-- Your task --
Copy out the lines below word for word, without changing anything.

-- Records for the exercise --
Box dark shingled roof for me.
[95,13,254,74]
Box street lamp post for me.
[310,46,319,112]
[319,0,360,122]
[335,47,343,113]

-- Task output --
Box dark shingled roof for me.
[95,13,254,74]
Box street lamp post for me.
[310,46,319,112]
[319,0,360,122]
[335,47,343,113]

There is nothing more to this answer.